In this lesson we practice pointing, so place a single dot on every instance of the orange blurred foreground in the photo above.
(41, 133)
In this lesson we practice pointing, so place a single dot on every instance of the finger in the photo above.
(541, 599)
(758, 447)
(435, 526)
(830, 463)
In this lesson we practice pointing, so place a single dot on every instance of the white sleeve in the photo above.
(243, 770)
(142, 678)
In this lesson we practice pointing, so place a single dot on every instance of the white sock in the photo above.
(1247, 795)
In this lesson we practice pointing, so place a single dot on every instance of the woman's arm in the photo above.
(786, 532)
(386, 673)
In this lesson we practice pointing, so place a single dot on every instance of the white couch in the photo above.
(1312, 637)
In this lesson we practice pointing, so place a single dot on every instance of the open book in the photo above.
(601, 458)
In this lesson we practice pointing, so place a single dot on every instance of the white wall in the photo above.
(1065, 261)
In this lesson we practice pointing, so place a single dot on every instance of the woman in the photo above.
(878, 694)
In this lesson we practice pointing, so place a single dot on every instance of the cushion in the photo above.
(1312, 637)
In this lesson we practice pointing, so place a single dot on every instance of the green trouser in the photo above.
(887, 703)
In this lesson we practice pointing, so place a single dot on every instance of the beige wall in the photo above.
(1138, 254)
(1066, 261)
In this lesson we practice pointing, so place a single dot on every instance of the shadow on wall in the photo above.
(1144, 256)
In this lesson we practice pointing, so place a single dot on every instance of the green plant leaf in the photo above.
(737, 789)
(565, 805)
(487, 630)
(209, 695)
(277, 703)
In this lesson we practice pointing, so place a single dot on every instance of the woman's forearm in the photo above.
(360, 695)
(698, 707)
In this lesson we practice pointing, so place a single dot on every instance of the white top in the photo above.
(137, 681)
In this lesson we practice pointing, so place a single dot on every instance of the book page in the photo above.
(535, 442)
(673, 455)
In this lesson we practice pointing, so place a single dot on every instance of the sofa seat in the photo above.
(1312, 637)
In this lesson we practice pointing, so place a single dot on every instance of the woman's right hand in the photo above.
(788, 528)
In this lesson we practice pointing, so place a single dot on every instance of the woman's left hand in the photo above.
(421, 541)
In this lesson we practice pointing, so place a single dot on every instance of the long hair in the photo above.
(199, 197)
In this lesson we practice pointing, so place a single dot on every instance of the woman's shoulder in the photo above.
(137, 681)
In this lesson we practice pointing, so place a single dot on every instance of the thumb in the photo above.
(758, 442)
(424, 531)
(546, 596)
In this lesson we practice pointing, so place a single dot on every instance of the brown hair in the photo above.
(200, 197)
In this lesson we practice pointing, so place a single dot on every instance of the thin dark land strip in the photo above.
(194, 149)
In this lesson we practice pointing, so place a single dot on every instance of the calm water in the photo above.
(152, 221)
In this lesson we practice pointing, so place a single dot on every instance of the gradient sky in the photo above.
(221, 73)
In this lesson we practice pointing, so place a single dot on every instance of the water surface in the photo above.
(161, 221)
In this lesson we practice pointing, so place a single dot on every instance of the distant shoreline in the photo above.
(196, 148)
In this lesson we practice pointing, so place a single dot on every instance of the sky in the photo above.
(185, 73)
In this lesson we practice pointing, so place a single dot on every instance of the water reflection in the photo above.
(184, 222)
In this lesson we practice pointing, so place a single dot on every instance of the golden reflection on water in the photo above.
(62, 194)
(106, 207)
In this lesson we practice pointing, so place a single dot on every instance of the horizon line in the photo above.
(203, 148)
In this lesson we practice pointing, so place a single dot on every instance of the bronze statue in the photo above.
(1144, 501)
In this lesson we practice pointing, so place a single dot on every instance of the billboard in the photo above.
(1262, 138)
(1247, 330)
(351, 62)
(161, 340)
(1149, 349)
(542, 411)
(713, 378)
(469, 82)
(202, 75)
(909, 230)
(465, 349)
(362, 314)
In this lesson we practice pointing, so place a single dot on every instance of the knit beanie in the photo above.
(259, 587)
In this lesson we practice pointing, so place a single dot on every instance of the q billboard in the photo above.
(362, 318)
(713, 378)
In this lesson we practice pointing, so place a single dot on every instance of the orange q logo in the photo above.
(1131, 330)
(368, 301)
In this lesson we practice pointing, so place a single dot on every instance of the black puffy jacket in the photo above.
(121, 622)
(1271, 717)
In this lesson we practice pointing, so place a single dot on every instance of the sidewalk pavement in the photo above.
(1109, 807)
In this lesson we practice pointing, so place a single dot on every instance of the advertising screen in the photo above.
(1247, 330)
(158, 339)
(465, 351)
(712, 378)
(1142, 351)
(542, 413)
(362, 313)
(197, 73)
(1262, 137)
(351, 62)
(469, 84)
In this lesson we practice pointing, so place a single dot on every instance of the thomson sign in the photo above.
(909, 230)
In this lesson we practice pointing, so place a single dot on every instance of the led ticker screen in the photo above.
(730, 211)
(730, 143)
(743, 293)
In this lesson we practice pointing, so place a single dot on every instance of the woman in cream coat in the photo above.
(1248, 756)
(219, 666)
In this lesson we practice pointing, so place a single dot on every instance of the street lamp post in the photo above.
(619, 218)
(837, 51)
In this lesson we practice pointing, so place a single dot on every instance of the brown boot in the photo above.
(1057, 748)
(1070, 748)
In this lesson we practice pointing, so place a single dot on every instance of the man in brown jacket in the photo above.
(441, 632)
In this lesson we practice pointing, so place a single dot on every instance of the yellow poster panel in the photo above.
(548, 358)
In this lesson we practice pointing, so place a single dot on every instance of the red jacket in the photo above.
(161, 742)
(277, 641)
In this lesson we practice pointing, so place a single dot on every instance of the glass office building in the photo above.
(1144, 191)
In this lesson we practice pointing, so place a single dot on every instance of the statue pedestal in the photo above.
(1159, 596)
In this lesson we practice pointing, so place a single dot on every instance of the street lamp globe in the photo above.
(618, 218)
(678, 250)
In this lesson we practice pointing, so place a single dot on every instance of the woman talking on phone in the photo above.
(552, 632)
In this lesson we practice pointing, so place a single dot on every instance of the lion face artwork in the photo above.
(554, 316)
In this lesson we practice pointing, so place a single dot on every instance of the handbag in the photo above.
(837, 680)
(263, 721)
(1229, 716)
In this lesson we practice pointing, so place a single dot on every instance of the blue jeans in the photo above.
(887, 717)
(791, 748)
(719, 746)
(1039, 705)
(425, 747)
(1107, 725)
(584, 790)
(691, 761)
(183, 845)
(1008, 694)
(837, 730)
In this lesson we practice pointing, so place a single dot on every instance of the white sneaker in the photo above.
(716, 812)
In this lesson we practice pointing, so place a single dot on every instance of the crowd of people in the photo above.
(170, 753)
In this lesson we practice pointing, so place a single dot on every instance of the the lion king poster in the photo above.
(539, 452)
****************
*Instructions to follow*.
Please retype the data above exactly, including every line.

*Response*.
In this lesson we practice pointing, so place a single dot on every instance of the orange blurred foreground in the photo above.
(41, 133)
In this lesson we practice pointing, so place a single dot on every instance of the finger in the photo above.
(541, 599)
(758, 447)
(435, 526)
(830, 463)
In this lesson we practice pointing, so place a single dot on every instance of the white sleeve in the photo above.
(243, 770)
(142, 678)
In this lesson we practice pointing, so place a single dot on every instance of the white sock in the photo above.
(1247, 795)
In this lesson we practice pointing, so place a single dot on every instance of the woman's arm in the photo above.
(786, 532)
(386, 673)
In this lesson we practice pointing, so place a single dot on every instance of the white couch in the photo above.
(1312, 637)
In this lesson we practice pointing, so place a single dot on every instance of the open book in the photo above.
(601, 458)
In this lesson we practice pointing, so place a single dot on every instance of the white wall in the photo above.
(1065, 261)
In this lesson we practice pointing, so place a single dot on every instance of the woman in the photo above.
(878, 694)
In this lesson we practice pointing, so place a single dot on every instance of the cushion in the photo above.
(1312, 637)
In this lesson we practice pointing, so place a single dot on every instance of the green trouser in the photo above.
(887, 703)
In this lesson we practice pointing, so place a single dot on every instance of the beige wall in the photo above.
(1138, 254)
(1066, 261)
In this lesson we practice pointing, so place a single dot on every instance of the shadow on wall in the photo above.
(1144, 256)
In this lesson we practice pointing, so place a single dot on every instance of the green plant leaf in the photo above.
(737, 789)
(565, 805)
(487, 630)
(209, 695)
(277, 703)
In this lesson we practice pointing, so place a single dot on every instance of the woman's forearm in the photo above.
(360, 695)
(698, 707)
In this lesson we practice pointing, so place a single dot on every instance of the white top in the photo above.
(137, 681)
In this lesson we practice pointing, so place a single dot on every instance of the book page in the photo above.
(535, 442)
(673, 455)
In this lesson we practice pointing, so place a single dot on every instance of the sofa seat in the photo above.
(1312, 637)
In this lesson we practice pointing, so place a single dot on every instance of the woman's right hand in the photo above.
(788, 528)
In this lesson we practice pointing, so place a single dot on every instance of the woman's left hand in the photo above.
(421, 541)
In this lesson we practice pointing, so place a single dot on every instance of the long hair in the photo above.
(199, 197)
In this lesson we practice pointing, so place a single dot on every instance of the woman's shoulder in the photo above.
(137, 681)
In this lesson we practice pointing, so place a single dot on every instance of the thumb in the photo above.
(758, 442)
(424, 531)
(546, 596)
In this lesson we practice pointing, so place a single dot on every instance of the brown hair in the photo above.
(200, 197)
In this lesson we practice pointing, so place a single dot on every instance of the thin dark land strip in the photo above.
(194, 149)
In this lesson we practice pointing, so place a single dot on every instance of the calm water in the photo above.
(152, 221)
In this lesson we practice pointing, so place a single dot on every instance of the gradient sky in the photo above.
(221, 73)
In this lesson we practice pointing, so place a single dot on every instance of the water surface in the photo above.
(161, 221)
In this lesson we practice pointing, so place a single dot on every instance of the distant shoreline in the photo above.
(196, 148)
In this lesson we practice pointing, so place a single dot on every instance of the sky in the photo above.
(185, 73)
In this lesson we practice pointing, so place a single dot on every instance of the water reflection in the photo above.
(184, 222)
In this lesson we practice pointing, so place a single dot on every instance of the golden reflection on water in the photo above.
(62, 194)
(106, 207)
In this lesson we practice pointing, so place a single dot on every instance of the horizon line in the photo above.
(203, 148)
In this lesson we practice pointing, so place a single dot on every instance of the bronze statue in the photo above.
(1144, 501)
In this lesson we practice pointing, so place a single dot on every instance of the billboard in the photo above.
(1262, 138)
(1247, 330)
(351, 62)
(161, 340)
(1149, 349)
(542, 411)
(713, 378)
(469, 82)
(202, 75)
(909, 230)
(465, 349)
(362, 314)
In this lesson we practice pointing, so place a single dot on every instance of the knit beanie in the photo above.
(259, 587)
In this lesson we practice pointing, so place a single dot on every instance of the q billboard in the photo above.
(362, 318)
(713, 378)
In this lesson we practice pointing, so place a single dot on every instance of the orange q logo in the photo above.
(1131, 330)
(368, 301)
In this lesson we practice pointing, so place a single dot on every instance of the black puffy jacket in the photo above.
(121, 622)
(1271, 717)
In this lesson we practice pointing, so place a single dot on every instance of the sidewalk pavement in the photo above.
(1109, 807)
In this lesson we practice pointing, so place a single dot on every instance of the advertising screen in the photo above.
(1247, 330)
(158, 339)
(465, 351)
(712, 378)
(1142, 351)
(542, 413)
(362, 313)
(197, 73)
(1262, 137)
(351, 62)
(469, 84)
In this lesson we practice pointing, so place a single dot on every instance of the thomson sign in the photo above.
(909, 230)
In this lesson we practice pointing, so place a single dot on every instance of the led ticker screen in the photo above.
(730, 211)
(730, 143)
(743, 293)
In this lesson we practice pointing, so place a single dot on every instance of the woman in cream coat in the photo above.
(1248, 756)
(219, 666)
In this lesson we practice pointing, so place a single dot on every instance of the street lamp post in the photo above.
(619, 218)
(837, 51)
In this lesson we practice pointing, so place a single dot on every instance of the brown boot in the photo above.
(1057, 748)
(1070, 748)
In this lesson we practice pointing, so place a single dot on every instance of the man in brown jacket in the photo above.
(441, 632)
In this lesson we practice pointing, so place a single dot on every instance of the yellow poster panel in the photo above.
(548, 358)
In this lesson we practice pointing, so place a single dot on every instance of the red jacket in the photo above.
(161, 742)
(277, 641)
In this lesson we practice pointing, so place a single dot on every instance of the glass office building in the photo above.
(1144, 191)
In this lesson we practice pointing, so place a single dot on every instance of the statue pedestal in the photo above.
(1159, 596)
In this lesson we practice pointing, so place a single dot on every instance of the street lamp globe in the photo above.
(618, 218)
(678, 250)
In this lesson we practice pointing, so place a single dot on every instance of the woman talking on phone in the photo above.
(552, 632)
In this lesson we practice pointing, so place a single dot on every instance of the lion face artwork in the photo above.
(554, 316)
In this lesson we practice pointing, so place a single dot on every instance of the handbag in the photo above.
(837, 680)
(263, 721)
(1229, 716)
In this lesson we practice pointing, so place a single dot on every instance of the blue jeans in the photo above.
(887, 717)
(791, 748)
(719, 746)
(1039, 705)
(425, 747)
(1107, 725)
(584, 790)
(691, 761)
(183, 845)
(1008, 694)
(837, 730)
In this lesson we practice pointing, so place a single dot on every instance of the white sneaker in the photo above.
(716, 812)
In this lesson we practice pointing, so place a single dot on every instance of the crowd of people in the photo above.
(170, 753)
In this lesson we practice pointing, so place a single dot on every instance of the the lion king poster in the photo above.
(539, 452)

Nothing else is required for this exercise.